*REQUIREMENTS*.
Drop the images; return everything else in the listing below exactly.

*RECORDS SHOWN*.
..............................
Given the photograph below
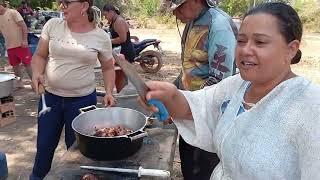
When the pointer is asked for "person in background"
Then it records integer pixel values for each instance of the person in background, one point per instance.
(64, 64)
(264, 122)
(120, 33)
(208, 44)
(26, 12)
(15, 33)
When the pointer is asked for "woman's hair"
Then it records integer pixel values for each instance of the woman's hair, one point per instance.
(91, 12)
(289, 23)
(109, 7)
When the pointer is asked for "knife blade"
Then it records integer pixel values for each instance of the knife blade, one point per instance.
(132, 75)
(140, 172)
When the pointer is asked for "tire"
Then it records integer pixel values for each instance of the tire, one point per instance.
(151, 61)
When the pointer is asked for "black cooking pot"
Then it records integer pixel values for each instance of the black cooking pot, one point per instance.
(109, 148)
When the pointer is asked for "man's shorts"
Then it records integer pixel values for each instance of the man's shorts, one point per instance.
(19, 55)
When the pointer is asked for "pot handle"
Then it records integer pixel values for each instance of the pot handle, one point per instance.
(88, 108)
(141, 134)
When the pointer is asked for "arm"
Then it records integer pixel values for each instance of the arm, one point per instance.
(221, 49)
(168, 94)
(107, 68)
(108, 74)
(19, 20)
(24, 29)
(38, 63)
(121, 28)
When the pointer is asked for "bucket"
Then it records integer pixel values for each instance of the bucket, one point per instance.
(33, 42)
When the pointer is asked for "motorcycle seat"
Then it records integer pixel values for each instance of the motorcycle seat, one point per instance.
(145, 41)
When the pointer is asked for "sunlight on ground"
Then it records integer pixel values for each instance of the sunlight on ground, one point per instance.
(309, 69)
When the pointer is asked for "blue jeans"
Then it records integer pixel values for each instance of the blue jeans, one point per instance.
(3, 166)
(50, 125)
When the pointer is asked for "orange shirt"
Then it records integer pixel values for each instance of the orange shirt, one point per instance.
(10, 28)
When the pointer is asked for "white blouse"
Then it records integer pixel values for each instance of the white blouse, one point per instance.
(278, 138)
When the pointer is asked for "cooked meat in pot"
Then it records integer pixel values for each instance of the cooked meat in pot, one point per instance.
(112, 131)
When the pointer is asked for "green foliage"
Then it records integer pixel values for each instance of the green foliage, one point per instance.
(235, 7)
(309, 13)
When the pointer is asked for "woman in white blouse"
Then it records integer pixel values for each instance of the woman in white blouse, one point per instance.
(263, 123)
(64, 63)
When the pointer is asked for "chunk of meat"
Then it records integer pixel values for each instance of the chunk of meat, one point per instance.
(112, 131)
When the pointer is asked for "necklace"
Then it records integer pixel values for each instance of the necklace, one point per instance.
(248, 104)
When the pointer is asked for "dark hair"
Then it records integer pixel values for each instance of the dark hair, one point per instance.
(90, 11)
(109, 7)
(289, 23)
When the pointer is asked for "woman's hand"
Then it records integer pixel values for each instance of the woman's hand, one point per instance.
(109, 100)
(163, 91)
(37, 79)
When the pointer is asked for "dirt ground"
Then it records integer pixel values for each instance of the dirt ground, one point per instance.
(18, 140)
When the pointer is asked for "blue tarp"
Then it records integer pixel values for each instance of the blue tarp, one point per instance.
(32, 40)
..............................
*COMPLETED TASK*.
Given the photograph below
When the pointer is asked for "person in background"
Then it records integer pixel values for each instance of the person in background, one point per instance.
(64, 64)
(264, 122)
(120, 33)
(208, 44)
(26, 12)
(15, 33)
When the pointer is asked for "woman's hair"
Then it records integer pixel values for each instance of the woman's hair, one point per instance.
(91, 12)
(289, 23)
(109, 7)
When the pointer is asked for "knife blade"
Then it records integer pixel values for each instance of the knife blade, one point per instance.
(132, 75)
(140, 172)
When the pointer is asked for "tire"
Then it records integer pixel values for each instance of the tire, one point per instance.
(151, 61)
When the pointer is asked for "black cooking pot"
Then it records integer pixel values for each instance of the black cooking pot, one point per instance.
(109, 148)
When the pointer is asked for "man's shorts"
Then it records integer pixel values for each instance of the man's shorts, one point per instance.
(19, 55)
When the pointer is asked for "pot handle"
Then it records integer pixel values for each instance of the pot handle, one point per instance.
(88, 108)
(141, 134)
When the pointer is asked for "arm"
Then it records integer pixel values for each instance of the arm, one point per instance.
(221, 49)
(168, 94)
(107, 68)
(108, 74)
(19, 20)
(24, 29)
(38, 63)
(121, 28)
When the pointer is asked for "bucket"
Then it records integer pixel values for each instance of the bucket, one point per instance.
(33, 42)
When the pointer is asked for "motorcycle seat"
Then it records integer pixel values for each instance of the motorcycle seat, one point per instance.
(145, 41)
When the pointer is asked for "sunlight on ground"
Then it records integer pixel values for each instance of the sunlight on ground, one point per instance.
(309, 69)
When the pointer is asked for "blue jeans"
Then it records integer pixel values for each instance of the blue jeans, one point per instance.
(3, 166)
(50, 125)
When the pointer is asked for "orange shirt"
Then it records integer pixel values for each instance of the orange shirt, one point per instance.
(10, 28)
When the pointer is asked for "white blouse"
Then it records integer pixel values for each instance of the white blouse, one point per instance.
(278, 138)
When the pointer is asked for "cooked meat in pot"
Then it records integer pixel values for each instance of the cooked meat in pot, one point per instance.
(112, 131)
When the pointer is asked for "green foliage"
Then it records integer pixel values for each instance of the green foliage, one point per instance.
(235, 7)
(309, 13)
When the pointer is asked for "woman in white blouse"
Then it records integer pixel values for each instance of the woman in white blouse, one point per instance.
(263, 123)
(64, 63)
When the pointer is asked for "chunk of meat"
Then it records integer pixel values for each instance of the chunk of meat, one point per instance.
(112, 131)
When the pointer is asked for "necklace"
Then it records integer pixel values for each instance of the necklace, one point per instance.
(248, 104)
When the pointer is asked for "dark hair"
Then it records integer pixel values for each instance of the dark hair, one point per instance.
(90, 11)
(109, 7)
(289, 23)
When the pointer is asked for "woman's hand"
Then it records integer pixel values for each instance of the woman's hand, one point per instance.
(109, 100)
(163, 91)
(37, 79)
When the pointer is asked for "dirt ground"
Then it records integer pixel values for each instance of the dirt ground, one point per instance.
(18, 140)
When the pointer is asked for "blue tarp"
Then it records integer pixel values for each instance of the blue tarp, one point per instance.
(32, 40)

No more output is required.